▶ The request:
In the entries below, retype character for character only the lines that start at the line containing "segment car headlight" and run through the line containing "M 26 143 L 29". Include both of those lines.

# Data excerpts start

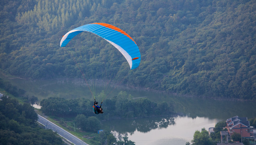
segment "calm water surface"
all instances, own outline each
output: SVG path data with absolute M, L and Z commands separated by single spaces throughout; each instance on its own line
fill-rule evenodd
M 91 99 L 87 87 L 74 85 L 72 82 L 59 80 L 9 81 L 26 90 L 29 95 L 38 97 L 40 101 L 50 97 Z M 156 102 L 165 101 L 180 114 L 175 117 L 115 120 L 104 122 L 104 125 L 110 127 L 116 137 L 118 134 L 127 135 L 128 139 L 137 145 L 184 145 L 186 142 L 191 143 L 196 130 L 201 131 L 203 128 L 207 130 L 216 123 L 236 115 L 247 117 L 248 119 L 256 117 L 255 102 L 201 99 L 123 88 L 116 89 L 110 96 L 116 95 L 121 91 L 131 94 L 134 99 L 144 97 Z

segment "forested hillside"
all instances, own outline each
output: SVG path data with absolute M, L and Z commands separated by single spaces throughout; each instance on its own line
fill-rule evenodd
M 0 68 L 28 79 L 80 77 L 60 39 L 77 27 L 104 23 L 129 34 L 140 51 L 140 66 L 124 84 L 255 100 L 255 16 L 254 0 L 1 0 Z M 82 36 L 74 43 L 109 47 Z

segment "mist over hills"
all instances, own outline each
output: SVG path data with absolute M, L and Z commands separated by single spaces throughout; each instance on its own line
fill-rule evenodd
M 125 31 L 140 49 L 140 66 L 124 84 L 196 96 L 255 100 L 254 2 L 2 0 L 0 68 L 32 79 L 79 77 L 70 55 L 59 47 L 60 39 L 77 27 L 104 23 Z M 112 46 L 91 34 L 81 35 L 73 44 L 99 51 L 93 56 L 95 61 L 111 62 L 107 58 L 114 52 L 107 48 Z M 127 64 L 118 58 L 123 56 L 116 57 L 114 63 Z

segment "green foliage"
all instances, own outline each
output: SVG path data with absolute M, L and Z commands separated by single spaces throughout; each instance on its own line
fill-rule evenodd
M 37 114 L 30 104 L 2 97 L 0 101 L 0 144 L 62 145 L 57 133 L 38 127 Z
M 194 134 L 192 140 L 193 145 L 215 145 L 212 139 L 209 137 L 208 132 L 205 128 L 202 128 L 201 132 L 197 130 Z
M 106 113 L 95 115 L 106 118 L 131 118 L 163 116 L 171 115 L 173 112 L 173 105 L 166 102 L 157 104 L 146 98 L 135 99 L 131 98 L 131 95 L 121 91 L 117 96 L 104 102 L 102 108 L 104 112 Z M 67 100 L 63 98 L 50 97 L 40 102 L 43 113 L 59 117 L 76 116 L 79 114 L 92 116 L 95 115 L 93 112 L 93 102 L 84 98 Z
M 241 141 L 241 135 L 236 132 L 234 132 L 231 135 L 231 139 L 234 141 Z
M 83 25 L 106 23 L 129 34 L 142 54 L 140 66 L 124 84 L 209 97 L 256 99 L 253 0 L 0 2 L 0 68 L 6 73 L 32 79 L 80 78 L 67 51 L 78 46 L 60 48 L 61 36 Z M 101 53 L 86 57 L 95 63 L 127 64 L 120 60 L 121 56 L 113 59 L 116 62 L 102 57 L 113 51 L 100 51 L 109 47 L 106 42 L 85 33 L 73 44 Z
M 75 118 L 76 124 L 84 131 L 96 132 L 100 129 L 101 122 L 95 116 L 88 118 L 83 114 L 78 115 Z

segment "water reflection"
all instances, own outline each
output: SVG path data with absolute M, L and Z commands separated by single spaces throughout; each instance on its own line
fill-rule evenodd
M 136 145 L 184 145 L 190 142 L 196 130 L 214 127 L 220 120 L 189 116 L 146 119 L 120 119 L 105 124 L 113 134 L 127 136 Z
M 136 130 L 146 133 L 152 129 L 166 128 L 175 124 L 173 117 L 154 117 L 133 119 L 120 119 L 105 122 L 104 125 L 110 127 L 123 136 L 133 135 Z

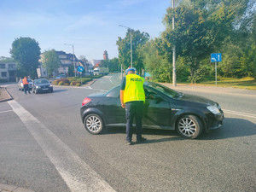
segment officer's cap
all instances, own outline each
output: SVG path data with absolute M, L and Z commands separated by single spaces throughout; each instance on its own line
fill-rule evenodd
M 127 68 L 126 69 L 126 73 L 128 73 L 128 72 L 130 72 L 130 71 L 136 71 L 136 68 L 134 68 L 134 67 L 130 67 L 130 68 Z

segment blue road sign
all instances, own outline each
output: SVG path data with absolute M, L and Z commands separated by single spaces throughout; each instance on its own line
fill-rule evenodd
M 82 66 L 79 66 L 78 67 L 78 71 L 79 72 L 83 72 L 84 71 L 84 67 Z
M 211 54 L 211 62 L 220 62 L 221 61 L 221 53 Z
M 220 62 L 221 53 L 211 54 L 211 62 Z

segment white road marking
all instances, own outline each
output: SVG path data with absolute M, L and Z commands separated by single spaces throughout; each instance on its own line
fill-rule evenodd
M 11 112 L 13 110 L 7 110 L 7 111 L 0 111 L 0 113 L 8 113 L 8 112 Z
M 237 111 L 230 111 L 230 110 L 226 110 L 226 109 L 223 109 L 223 111 L 226 113 L 236 114 L 236 115 L 240 115 L 240 116 L 243 116 L 243 117 L 256 119 L 255 114 L 250 114 L 250 113 L 241 113 L 241 112 L 237 112 Z
M 15 100 L 8 102 L 71 191 L 114 191 L 89 165 Z

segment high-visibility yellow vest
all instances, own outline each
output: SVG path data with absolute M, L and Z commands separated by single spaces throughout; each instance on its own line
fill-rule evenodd
M 145 102 L 143 89 L 144 79 L 136 74 L 126 76 L 126 84 L 124 92 L 124 102 L 143 101 Z

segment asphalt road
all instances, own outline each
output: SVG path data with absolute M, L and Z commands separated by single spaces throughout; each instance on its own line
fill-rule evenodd
M 255 191 L 256 95 L 246 90 L 177 87 L 218 102 L 224 126 L 197 140 L 145 130 L 128 146 L 124 128 L 89 134 L 83 99 L 120 83 L 118 74 L 90 87 L 54 87 L 25 95 L 8 84 L 0 103 L 0 183 L 34 191 Z

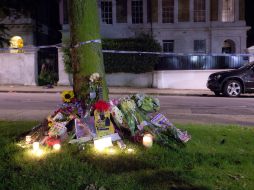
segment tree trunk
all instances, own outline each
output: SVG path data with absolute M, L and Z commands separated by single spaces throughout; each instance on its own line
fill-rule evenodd
M 100 39 L 97 0 L 69 0 L 70 34 L 72 47 L 79 42 Z M 71 50 L 73 64 L 73 90 L 83 103 L 89 99 L 89 77 L 99 73 L 102 77 L 103 99 L 108 100 L 101 43 L 89 43 Z

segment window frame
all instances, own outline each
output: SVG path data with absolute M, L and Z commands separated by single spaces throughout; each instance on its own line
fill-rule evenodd
M 113 24 L 113 3 L 110 0 L 101 1 L 101 21 L 103 24 Z

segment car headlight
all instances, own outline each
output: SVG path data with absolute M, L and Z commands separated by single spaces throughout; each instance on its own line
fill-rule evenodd
M 221 77 L 221 75 L 215 75 L 215 76 L 214 76 L 214 79 L 215 79 L 215 80 L 218 80 L 220 77 Z

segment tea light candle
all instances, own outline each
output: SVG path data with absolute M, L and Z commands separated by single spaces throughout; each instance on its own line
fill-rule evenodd
M 36 152 L 40 149 L 40 143 L 39 142 L 34 142 L 33 143 L 33 150 Z
M 151 134 L 145 134 L 143 137 L 143 145 L 147 148 L 153 146 L 153 136 Z
M 26 143 L 29 144 L 32 141 L 32 137 L 30 135 L 26 136 Z

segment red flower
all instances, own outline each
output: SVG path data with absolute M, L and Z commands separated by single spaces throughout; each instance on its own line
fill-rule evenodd
M 109 103 L 99 100 L 98 102 L 95 103 L 94 105 L 95 109 L 98 110 L 99 112 L 105 112 L 109 110 Z

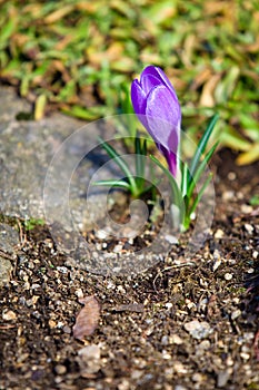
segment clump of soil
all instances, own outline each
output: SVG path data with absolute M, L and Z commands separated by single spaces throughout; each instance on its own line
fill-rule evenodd
M 47 226 L 20 224 L 0 291 L 0 388 L 259 389 L 259 164 L 233 160 L 222 150 L 212 163 L 213 225 L 186 263 L 188 235 L 143 273 L 94 275 L 69 265 Z M 90 295 L 99 324 L 78 341 L 79 301 Z

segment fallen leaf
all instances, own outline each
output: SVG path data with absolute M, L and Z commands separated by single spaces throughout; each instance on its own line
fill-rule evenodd
M 100 305 L 93 295 L 82 298 L 79 302 L 83 303 L 84 306 L 79 312 L 73 325 L 73 337 L 83 340 L 87 335 L 92 334 L 98 325 Z
M 143 313 L 145 306 L 143 304 L 139 304 L 139 303 L 120 304 L 119 306 L 114 308 L 114 311 L 117 312 L 129 311 L 129 312 L 136 312 L 136 313 Z

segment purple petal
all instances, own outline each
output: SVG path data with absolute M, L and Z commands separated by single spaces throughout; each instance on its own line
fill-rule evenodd
M 140 85 L 146 95 L 150 92 L 150 90 L 161 84 L 160 79 L 152 75 L 141 76 Z
M 172 87 L 169 78 L 166 76 L 166 74 L 162 71 L 161 68 L 153 67 L 152 65 L 145 68 L 145 70 L 142 71 L 141 77 L 140 77 L 141 84 L 142 84 L 142 78 L 147 77 L 147 76 L 153 76 L 153 77 L 158 78 L 165 86 L 167 86 L 172 91 L 175 98 L 177 99 L 176 90 Z
M 136 114 L 146 114 L 147 94 L 137 79 L 131 84 L 131 101 Z
M 137 117 L 148 128 L 146 118 L 147 96 L 137 79 L 131 84 L 131 101 Z
M 177 153 L 180 137 L 181 111 L 178 100 L 162 86 L 155 87 L 147 98 L 148 130 L 156 143 Z
M 156 144 L 161 154 L 166 157 L 170 173 L 173 177 L 177 176 L 177 154 L 166 149 L 162 145 Z

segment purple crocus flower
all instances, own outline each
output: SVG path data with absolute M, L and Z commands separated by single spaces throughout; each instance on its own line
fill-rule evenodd
M 131 85 L 136 115 L 166 157 L 169 170 L 177 176 L 181 109 L 177 94 L 162 69 L 148 66 Z

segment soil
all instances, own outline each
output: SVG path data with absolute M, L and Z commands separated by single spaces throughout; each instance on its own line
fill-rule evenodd
M 185 242 L 135 276 L 94 275 L 67 263 L 48 226 L 8 221 L 21 242 L 0 290 L 0 389 L 259 389 L 259 163 L 235 158 L 211 164 L 212 228 L 181 266 Z M 92 295 L 98 325 L 77 340 Z

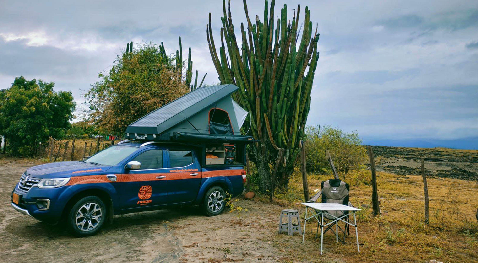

# Data excerpts end

▶ Result below:
segment car headlight
all instances, own outline each
output: SVG path data with absolute M, L and Z commands separated by single spaces throughout; each instance on its own line
fill-rule evenodd
M 221 77 L 221 75 L 215 75 L 215 76 L 214 76 L 214 79 L 215 79 L 215 80 L 218 80 L 220 77 Z

segment tea light candle
all instances, own outline each
output: SVG path data with absolute M, L and Z commands separated by single spaces throughout; each instance on its own line
fill-rule evenodd
M 36 152 L 40 149 L 40 143 L 39 142 L 34 142 L 33 143 L 33 150 Z
M 151 134 L 145 134 L 143 137 L 143 145 L 147 148 L 153 146 L 153 136 Z
M 26 143 L 29 144 L 32 141 L 32 137 L 30 135 L 26 136 Z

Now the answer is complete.